• [What to do]: Locate the line that contains "Target — white parking line". Copy it and every following line through the end of the records, exactly, and include nothing else.

* * *

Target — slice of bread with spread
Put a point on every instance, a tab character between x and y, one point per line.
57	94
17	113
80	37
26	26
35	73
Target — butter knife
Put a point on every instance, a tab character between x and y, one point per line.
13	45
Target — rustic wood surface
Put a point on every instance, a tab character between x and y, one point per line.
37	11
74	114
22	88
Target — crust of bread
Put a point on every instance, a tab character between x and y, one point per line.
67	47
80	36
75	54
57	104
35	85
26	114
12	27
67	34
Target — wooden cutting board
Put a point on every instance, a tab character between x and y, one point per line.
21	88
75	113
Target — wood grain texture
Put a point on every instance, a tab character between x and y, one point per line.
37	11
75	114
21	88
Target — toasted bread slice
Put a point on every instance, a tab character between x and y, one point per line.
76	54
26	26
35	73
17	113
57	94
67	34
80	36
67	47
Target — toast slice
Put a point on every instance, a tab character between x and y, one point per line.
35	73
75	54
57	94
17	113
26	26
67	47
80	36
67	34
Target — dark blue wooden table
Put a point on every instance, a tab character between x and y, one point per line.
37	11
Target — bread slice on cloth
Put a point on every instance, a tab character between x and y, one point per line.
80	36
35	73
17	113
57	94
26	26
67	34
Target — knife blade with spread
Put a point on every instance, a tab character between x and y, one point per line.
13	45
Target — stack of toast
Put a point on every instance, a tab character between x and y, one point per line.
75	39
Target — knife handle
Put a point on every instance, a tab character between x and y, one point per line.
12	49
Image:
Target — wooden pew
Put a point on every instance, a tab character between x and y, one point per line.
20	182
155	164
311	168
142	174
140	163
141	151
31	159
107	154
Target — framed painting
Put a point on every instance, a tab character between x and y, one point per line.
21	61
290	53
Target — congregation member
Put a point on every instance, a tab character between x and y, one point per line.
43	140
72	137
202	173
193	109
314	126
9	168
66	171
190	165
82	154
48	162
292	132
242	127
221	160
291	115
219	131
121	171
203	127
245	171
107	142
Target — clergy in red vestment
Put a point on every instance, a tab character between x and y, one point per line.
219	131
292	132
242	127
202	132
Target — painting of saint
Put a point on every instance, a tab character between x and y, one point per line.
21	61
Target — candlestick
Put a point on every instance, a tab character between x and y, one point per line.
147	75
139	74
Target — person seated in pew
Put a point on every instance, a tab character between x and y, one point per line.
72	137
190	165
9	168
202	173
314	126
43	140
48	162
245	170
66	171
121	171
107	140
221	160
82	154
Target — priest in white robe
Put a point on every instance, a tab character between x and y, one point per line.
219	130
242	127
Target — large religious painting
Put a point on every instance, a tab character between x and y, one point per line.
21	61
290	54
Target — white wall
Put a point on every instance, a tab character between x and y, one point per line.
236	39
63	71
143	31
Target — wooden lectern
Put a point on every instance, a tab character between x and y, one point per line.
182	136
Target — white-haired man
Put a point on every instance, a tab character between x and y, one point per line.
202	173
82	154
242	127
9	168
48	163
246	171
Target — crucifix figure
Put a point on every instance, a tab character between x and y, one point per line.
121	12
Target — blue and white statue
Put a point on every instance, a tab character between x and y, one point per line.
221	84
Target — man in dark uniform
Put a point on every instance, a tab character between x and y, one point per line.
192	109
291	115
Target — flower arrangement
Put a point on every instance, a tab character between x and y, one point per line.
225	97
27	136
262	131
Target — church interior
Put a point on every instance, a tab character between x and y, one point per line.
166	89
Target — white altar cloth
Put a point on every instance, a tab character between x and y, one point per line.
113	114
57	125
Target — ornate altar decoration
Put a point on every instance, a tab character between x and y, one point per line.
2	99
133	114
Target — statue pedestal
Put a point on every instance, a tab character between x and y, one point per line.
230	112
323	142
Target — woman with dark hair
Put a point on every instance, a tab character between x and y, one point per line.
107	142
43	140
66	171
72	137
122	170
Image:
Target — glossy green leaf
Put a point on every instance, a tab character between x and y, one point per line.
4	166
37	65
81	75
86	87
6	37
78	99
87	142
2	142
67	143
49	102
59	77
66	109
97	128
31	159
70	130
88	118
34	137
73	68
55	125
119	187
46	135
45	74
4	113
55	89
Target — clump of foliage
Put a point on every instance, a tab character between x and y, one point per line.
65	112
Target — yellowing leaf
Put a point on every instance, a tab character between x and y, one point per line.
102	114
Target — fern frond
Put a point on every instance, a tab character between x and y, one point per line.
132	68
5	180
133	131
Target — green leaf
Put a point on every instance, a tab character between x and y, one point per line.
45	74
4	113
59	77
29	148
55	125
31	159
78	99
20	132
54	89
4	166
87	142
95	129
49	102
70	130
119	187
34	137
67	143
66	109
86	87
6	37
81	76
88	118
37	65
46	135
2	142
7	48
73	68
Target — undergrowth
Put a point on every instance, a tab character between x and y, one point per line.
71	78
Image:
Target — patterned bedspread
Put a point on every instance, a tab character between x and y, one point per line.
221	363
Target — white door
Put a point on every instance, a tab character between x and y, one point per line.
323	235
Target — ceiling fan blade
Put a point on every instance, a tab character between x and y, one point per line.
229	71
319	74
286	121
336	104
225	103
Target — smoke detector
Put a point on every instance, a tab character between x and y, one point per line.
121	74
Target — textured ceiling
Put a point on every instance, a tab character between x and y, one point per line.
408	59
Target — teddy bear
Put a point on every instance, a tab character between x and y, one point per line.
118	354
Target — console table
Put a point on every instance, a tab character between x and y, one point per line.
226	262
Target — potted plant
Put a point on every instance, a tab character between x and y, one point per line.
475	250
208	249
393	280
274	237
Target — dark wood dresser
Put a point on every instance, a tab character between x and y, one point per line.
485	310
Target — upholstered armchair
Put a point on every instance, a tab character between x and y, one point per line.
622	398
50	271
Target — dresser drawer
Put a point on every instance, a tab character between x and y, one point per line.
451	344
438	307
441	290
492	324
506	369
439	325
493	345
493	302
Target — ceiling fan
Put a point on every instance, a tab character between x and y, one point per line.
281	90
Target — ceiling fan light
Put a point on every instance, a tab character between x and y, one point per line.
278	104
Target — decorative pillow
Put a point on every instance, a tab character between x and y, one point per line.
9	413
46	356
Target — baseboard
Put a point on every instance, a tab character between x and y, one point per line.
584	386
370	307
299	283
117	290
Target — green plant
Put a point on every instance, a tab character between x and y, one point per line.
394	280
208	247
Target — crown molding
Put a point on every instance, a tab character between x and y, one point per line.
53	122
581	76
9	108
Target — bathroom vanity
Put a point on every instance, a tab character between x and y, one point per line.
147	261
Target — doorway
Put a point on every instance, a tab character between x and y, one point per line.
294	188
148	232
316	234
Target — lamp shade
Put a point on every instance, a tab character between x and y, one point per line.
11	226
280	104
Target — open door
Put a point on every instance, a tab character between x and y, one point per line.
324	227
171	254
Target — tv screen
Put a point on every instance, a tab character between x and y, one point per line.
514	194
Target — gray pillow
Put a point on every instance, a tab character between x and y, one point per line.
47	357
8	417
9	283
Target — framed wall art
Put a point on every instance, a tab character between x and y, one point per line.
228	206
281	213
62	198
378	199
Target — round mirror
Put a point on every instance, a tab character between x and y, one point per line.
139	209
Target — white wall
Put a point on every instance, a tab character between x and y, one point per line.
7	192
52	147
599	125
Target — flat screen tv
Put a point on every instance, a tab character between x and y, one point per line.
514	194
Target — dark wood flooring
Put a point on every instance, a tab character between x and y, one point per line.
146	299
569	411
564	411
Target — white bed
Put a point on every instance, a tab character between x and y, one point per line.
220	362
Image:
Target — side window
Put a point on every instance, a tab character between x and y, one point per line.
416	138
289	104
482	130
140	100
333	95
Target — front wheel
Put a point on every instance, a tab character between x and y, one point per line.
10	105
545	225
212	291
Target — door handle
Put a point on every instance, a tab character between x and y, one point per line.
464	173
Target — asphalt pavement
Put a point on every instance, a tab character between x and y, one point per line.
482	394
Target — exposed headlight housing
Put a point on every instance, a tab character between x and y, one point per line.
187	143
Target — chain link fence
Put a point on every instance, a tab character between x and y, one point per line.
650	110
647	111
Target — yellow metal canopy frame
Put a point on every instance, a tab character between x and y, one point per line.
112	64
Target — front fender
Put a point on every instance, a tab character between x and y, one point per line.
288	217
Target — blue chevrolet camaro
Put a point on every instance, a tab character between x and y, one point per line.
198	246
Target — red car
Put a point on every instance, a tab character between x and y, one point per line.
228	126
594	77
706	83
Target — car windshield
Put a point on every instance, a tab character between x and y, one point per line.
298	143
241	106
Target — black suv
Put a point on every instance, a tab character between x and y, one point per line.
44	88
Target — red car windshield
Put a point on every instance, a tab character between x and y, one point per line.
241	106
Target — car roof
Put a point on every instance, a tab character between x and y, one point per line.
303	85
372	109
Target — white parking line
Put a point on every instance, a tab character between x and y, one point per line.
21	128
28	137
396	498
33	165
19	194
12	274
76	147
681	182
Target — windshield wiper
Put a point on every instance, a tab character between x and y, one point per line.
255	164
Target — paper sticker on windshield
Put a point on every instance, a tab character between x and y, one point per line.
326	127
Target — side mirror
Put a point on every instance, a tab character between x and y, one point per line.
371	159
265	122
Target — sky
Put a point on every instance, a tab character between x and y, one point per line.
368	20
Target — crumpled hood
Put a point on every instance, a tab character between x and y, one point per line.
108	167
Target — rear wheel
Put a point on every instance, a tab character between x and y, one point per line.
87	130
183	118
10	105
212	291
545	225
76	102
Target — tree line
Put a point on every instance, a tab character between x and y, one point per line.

* * *

• [Correct response]:
Target — white parking line
Put a point on every instance, a tab character between x and y, one point per line.
21	128
28	137
396	498
33	165
19	194
12	274
76	147
681	182
Target — windshield wiper
Put a point on every instance, a tab character between x and y, one point per line.
255	164
Target — paper sticker on windshield
Put a point on every instance, a tab character between x and y, one point per line.
326	127
Target — side mirror
Put a point on every instance, a tab character between x and y, one point per line.
371	159
265	122
Target — sky
Put a point on every instance, a tab character between x and y, one point per line.
368	20
Target — crumpled hood
Put a point on every instance, a tab character between x and y, one point per line.
108	167
Target — rear wheel
Put a point on every instance, a tab character between x and y, one point per line.
87	130
183	118
10	105
212	291
545	225
76	102
Target — tree line
Put a point on every instance, a tab character between x and y, one point per line.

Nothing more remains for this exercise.